:: Exercise goal ::
Return only the line containing "is: tree trunk." and each line after it, exactly as written, through the end of the records.

▬▬▬▬▬▬▬▬▬▬

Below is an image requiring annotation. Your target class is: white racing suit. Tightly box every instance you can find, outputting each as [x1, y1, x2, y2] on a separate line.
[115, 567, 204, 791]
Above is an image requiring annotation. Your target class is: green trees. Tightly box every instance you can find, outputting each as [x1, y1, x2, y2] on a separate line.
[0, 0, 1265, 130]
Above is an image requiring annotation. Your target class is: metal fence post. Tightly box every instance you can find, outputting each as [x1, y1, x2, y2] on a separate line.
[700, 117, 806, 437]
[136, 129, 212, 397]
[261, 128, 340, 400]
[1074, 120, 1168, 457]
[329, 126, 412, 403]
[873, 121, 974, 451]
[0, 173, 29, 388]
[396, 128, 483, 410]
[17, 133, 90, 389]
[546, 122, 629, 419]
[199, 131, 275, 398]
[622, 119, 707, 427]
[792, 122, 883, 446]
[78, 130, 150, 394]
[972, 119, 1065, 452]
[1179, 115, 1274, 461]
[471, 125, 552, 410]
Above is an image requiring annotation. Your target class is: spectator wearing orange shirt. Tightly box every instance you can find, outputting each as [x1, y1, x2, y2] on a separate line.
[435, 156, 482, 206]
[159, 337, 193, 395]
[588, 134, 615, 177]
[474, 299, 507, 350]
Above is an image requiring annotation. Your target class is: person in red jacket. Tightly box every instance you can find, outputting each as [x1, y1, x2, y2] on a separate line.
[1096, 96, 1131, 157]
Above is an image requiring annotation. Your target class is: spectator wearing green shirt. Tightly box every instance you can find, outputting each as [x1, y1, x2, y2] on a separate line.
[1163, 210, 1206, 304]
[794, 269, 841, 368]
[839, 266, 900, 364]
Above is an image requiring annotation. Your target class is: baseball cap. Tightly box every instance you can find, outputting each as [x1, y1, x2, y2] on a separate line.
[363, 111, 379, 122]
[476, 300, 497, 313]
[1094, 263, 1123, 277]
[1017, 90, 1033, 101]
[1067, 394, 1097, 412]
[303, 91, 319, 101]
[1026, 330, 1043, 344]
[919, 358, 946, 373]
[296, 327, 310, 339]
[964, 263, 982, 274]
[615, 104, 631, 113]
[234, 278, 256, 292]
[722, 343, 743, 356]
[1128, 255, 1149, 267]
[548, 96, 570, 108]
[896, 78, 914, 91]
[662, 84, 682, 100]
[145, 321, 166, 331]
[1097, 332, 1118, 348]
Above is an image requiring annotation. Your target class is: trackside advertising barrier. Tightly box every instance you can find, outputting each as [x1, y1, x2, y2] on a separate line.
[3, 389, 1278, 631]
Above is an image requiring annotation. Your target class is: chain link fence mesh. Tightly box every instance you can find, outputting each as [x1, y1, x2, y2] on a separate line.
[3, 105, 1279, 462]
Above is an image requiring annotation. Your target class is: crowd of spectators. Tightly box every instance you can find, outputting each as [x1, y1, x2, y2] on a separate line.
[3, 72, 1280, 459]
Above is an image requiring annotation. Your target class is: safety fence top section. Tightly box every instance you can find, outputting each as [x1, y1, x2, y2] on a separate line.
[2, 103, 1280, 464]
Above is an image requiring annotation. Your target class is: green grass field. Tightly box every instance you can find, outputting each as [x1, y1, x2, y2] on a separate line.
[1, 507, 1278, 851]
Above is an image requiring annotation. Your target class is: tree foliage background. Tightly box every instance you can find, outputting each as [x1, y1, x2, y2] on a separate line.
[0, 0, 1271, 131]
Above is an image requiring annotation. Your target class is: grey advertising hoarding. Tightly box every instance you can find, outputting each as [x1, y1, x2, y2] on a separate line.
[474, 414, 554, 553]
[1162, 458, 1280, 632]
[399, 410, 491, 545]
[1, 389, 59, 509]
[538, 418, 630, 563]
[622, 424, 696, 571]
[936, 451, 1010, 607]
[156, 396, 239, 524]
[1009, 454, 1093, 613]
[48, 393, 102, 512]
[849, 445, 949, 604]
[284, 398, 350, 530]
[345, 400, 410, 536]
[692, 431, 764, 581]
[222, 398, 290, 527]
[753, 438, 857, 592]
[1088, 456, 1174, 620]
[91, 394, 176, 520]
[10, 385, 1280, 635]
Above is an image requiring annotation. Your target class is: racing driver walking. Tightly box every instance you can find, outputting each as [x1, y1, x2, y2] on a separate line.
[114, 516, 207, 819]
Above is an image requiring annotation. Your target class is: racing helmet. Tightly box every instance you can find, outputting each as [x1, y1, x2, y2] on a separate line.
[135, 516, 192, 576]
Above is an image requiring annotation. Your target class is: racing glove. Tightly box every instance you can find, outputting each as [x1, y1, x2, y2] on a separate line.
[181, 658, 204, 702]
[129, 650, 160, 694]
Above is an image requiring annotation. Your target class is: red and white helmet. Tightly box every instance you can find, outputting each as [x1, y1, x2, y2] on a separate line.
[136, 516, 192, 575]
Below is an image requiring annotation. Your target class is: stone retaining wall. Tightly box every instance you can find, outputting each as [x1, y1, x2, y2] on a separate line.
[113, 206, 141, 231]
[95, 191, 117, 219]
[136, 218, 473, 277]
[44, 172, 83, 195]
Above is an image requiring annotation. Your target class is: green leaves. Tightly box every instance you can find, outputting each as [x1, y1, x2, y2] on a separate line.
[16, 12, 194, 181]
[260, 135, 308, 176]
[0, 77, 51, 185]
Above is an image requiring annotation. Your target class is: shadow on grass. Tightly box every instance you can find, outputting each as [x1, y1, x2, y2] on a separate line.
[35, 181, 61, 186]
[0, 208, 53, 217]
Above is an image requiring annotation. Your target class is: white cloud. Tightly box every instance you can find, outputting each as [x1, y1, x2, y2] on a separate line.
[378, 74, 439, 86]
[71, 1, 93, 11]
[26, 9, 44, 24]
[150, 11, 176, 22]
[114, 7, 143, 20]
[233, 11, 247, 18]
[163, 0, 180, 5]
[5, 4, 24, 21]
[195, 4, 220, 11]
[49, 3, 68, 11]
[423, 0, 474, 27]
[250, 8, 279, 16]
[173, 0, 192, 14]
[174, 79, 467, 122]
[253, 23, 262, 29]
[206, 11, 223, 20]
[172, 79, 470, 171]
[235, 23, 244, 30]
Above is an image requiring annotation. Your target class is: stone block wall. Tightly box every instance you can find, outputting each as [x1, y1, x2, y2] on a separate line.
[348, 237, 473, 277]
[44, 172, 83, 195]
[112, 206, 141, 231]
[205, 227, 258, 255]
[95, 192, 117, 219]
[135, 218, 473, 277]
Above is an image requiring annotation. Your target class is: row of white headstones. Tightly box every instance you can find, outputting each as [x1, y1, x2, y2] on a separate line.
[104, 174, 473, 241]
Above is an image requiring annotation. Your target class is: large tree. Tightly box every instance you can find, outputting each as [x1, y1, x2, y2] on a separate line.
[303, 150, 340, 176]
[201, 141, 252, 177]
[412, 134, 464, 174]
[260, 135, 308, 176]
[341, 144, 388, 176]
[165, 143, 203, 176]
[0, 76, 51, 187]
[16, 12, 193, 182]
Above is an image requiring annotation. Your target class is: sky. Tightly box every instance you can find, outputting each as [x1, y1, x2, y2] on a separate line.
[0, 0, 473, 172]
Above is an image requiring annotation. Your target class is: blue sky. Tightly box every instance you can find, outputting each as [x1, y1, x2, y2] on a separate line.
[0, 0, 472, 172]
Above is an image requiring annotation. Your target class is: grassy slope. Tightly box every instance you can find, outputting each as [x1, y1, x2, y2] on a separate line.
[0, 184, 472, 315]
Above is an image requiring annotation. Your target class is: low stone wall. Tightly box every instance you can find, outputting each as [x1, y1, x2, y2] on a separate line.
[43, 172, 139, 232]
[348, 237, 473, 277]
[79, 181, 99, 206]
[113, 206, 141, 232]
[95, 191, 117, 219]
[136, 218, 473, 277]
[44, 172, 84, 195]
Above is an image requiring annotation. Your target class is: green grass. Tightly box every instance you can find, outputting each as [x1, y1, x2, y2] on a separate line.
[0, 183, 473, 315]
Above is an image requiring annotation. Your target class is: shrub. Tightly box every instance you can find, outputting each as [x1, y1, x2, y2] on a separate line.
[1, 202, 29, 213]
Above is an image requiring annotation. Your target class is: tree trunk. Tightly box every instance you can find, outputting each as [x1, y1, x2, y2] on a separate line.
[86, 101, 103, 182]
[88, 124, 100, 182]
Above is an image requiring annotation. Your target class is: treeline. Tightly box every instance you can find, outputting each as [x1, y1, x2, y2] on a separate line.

▬▬▬▬▬▬▬▬▬▬

:: Response to the task ::
Above is an image requiring annotation. Your target class is: tree trunk. Tightly box every instance you can find, outputting each as [x1, y1, x2, y2] on a separate line.
[86, 101, 103, 182]
[88, 124, 100, 182]
Above is an image requiring annotation. Your target class is: treeline. Tightly box every instance you can find, outputting each as [x1, y1, x2, y2] on a separate line.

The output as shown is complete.